▶ [Task brief]:
For the entries below, report every line that includes the word "above".

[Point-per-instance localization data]
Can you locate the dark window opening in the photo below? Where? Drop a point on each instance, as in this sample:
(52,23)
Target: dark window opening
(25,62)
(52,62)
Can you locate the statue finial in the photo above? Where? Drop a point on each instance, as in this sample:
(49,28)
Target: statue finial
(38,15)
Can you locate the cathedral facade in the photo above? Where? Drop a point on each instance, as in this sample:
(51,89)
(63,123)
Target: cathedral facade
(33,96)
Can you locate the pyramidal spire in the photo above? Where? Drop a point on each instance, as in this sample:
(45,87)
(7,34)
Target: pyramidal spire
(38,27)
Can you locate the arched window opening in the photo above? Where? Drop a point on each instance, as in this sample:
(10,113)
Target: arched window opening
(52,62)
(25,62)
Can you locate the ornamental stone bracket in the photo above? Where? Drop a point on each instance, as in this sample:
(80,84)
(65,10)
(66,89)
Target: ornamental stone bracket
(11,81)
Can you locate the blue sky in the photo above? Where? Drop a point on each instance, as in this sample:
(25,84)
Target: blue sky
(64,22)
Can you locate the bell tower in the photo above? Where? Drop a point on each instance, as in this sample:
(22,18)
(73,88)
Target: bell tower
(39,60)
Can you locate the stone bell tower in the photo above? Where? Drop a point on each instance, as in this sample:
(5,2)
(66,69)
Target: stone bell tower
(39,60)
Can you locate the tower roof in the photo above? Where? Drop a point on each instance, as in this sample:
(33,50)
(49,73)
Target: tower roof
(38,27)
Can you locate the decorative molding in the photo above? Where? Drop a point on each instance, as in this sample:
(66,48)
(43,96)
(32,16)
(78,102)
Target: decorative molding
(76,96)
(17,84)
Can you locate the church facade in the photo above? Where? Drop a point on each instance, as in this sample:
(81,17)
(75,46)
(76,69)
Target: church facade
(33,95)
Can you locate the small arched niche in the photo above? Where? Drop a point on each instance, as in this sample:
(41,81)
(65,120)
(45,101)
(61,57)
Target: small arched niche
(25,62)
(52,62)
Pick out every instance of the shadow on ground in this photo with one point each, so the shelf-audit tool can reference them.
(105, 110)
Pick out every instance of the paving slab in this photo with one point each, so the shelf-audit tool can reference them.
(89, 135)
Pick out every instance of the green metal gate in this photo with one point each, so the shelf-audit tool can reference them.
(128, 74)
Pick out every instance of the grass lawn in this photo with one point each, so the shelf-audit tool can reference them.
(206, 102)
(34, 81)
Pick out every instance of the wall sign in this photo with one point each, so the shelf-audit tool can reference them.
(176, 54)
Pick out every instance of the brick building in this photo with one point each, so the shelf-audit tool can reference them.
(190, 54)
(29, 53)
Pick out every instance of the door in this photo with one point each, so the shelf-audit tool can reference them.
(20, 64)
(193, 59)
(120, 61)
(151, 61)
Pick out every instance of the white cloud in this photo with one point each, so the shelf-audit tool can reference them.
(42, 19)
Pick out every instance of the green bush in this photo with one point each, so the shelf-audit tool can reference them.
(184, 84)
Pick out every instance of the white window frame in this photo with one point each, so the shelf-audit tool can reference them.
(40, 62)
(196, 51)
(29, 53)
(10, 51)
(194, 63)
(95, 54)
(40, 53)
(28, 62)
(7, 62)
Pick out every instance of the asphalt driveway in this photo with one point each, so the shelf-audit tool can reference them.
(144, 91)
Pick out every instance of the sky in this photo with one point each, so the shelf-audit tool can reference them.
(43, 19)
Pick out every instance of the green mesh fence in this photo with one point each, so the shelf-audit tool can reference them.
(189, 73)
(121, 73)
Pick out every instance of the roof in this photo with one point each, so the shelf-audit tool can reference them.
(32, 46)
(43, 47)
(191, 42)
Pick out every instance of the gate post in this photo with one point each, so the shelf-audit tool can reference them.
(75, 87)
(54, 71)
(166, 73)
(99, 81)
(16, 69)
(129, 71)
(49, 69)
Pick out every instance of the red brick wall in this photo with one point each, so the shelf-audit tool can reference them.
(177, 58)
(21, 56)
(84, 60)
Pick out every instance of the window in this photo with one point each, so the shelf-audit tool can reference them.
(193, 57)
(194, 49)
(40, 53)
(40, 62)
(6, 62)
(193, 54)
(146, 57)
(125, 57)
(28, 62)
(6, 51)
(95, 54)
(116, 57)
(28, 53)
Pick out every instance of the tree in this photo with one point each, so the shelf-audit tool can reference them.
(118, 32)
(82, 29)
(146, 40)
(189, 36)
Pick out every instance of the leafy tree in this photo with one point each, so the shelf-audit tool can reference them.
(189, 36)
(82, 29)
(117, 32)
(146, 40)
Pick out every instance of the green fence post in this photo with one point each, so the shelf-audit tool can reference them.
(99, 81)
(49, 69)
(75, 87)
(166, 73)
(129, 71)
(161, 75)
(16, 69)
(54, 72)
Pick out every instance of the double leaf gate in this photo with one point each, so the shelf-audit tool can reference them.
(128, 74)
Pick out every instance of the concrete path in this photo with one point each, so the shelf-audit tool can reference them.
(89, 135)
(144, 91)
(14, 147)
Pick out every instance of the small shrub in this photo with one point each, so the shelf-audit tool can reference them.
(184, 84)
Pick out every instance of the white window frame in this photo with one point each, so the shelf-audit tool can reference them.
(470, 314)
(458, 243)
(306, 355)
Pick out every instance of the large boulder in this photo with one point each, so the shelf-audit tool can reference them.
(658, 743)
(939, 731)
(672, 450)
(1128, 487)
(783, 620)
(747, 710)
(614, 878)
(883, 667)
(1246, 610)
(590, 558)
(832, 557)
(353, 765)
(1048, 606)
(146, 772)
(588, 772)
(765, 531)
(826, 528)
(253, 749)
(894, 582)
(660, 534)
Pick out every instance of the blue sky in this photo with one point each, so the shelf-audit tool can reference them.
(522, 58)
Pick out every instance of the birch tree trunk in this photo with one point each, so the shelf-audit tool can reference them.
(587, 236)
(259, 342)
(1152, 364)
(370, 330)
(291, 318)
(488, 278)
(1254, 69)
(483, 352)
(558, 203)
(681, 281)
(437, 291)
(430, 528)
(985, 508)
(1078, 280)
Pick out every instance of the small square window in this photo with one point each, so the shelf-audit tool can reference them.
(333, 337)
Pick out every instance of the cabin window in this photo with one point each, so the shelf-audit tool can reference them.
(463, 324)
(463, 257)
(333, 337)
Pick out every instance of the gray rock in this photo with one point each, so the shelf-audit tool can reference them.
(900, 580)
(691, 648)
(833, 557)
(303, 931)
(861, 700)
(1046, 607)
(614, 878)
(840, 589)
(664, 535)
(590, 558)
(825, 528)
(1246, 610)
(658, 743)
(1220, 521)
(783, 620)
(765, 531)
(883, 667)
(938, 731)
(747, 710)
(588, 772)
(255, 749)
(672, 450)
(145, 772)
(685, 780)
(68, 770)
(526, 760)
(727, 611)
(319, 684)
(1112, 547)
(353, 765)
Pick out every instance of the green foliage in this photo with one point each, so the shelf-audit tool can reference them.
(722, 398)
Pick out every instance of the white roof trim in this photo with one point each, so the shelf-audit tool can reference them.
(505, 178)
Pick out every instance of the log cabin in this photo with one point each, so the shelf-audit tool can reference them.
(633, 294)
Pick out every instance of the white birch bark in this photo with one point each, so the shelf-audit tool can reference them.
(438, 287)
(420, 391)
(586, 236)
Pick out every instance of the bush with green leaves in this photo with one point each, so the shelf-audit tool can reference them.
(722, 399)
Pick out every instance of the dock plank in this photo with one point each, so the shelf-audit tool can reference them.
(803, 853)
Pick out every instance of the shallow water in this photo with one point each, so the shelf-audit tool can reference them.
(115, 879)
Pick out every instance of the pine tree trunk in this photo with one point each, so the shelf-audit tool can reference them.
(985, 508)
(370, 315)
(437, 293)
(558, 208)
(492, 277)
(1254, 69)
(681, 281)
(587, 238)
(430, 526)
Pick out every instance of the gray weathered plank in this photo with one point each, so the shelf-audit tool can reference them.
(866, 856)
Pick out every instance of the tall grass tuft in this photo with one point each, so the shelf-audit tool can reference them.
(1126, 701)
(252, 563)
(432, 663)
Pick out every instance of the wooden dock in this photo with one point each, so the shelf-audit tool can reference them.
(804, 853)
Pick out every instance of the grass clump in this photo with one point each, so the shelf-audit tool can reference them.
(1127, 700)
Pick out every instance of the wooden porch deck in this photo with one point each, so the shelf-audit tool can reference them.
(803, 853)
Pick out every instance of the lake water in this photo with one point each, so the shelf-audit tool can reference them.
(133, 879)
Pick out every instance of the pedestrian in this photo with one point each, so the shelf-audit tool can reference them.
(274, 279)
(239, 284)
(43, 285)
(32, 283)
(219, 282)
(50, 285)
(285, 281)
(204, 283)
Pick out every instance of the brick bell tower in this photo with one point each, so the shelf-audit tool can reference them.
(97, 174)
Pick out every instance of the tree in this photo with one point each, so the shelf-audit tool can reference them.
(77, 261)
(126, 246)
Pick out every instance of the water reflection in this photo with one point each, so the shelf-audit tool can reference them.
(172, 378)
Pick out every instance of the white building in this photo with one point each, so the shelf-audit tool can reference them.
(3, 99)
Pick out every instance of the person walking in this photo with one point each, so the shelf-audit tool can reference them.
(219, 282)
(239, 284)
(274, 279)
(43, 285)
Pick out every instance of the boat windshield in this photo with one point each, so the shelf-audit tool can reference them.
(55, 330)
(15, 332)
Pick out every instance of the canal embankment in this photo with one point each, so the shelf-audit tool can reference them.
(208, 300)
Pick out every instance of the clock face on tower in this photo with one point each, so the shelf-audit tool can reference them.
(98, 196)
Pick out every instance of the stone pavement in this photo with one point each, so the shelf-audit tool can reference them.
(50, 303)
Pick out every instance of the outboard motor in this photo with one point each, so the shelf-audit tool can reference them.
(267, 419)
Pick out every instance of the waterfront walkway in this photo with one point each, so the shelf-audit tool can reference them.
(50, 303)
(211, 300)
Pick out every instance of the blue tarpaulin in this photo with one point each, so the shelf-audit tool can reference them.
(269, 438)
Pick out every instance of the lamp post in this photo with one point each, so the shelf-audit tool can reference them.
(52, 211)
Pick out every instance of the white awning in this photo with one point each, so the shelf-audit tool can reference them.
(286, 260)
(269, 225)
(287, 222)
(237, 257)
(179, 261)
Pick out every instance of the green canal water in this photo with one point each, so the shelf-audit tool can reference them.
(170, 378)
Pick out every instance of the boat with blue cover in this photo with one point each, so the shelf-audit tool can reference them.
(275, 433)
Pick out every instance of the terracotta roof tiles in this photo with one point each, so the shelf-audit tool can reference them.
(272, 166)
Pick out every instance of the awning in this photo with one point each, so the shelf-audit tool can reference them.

▶ [Written response]:
Can you locate the statue finial in the photo above? Where? Drop a point on each instance, as in this sample:
Can you locate the cathedral facade in the photo above? Where? Drop a point on each instance, as in this sample:
Can you locate the pyramidal spire in the photo above? Where? Drop a point on each instance, as in this sample:
Can you locate the arched window opening in the photo above? Where? Drop a point on each instance, as in this sample:
Can you locate the ornamental stone bracket in the photo above? Where? Drop a point on each instance, as in this sample:
Can you locate the blue sky in the photo above? Where? Drop a point on each instance, as in this sample:
Can you locate the bell tower in the photo above? Where? Drop a point on each instance, as in this sample:
Can you locate the stone bell tower in the photo above? Where? Drop a point on each instance, as in this sample:
Can you locate the tower roof in the photo above? Where? Drop a point on each instance, as in this sample:
Can you locate the decorative molding in the photo above? Where? Drop a point on each instance, as in this sample:
Can you locate the church facade in the photo above? Where? Drop a point on each instance, as in this sample:
Can you locate the small arched niche in the photo above? Where? Drop a point on each instance, as in this sample:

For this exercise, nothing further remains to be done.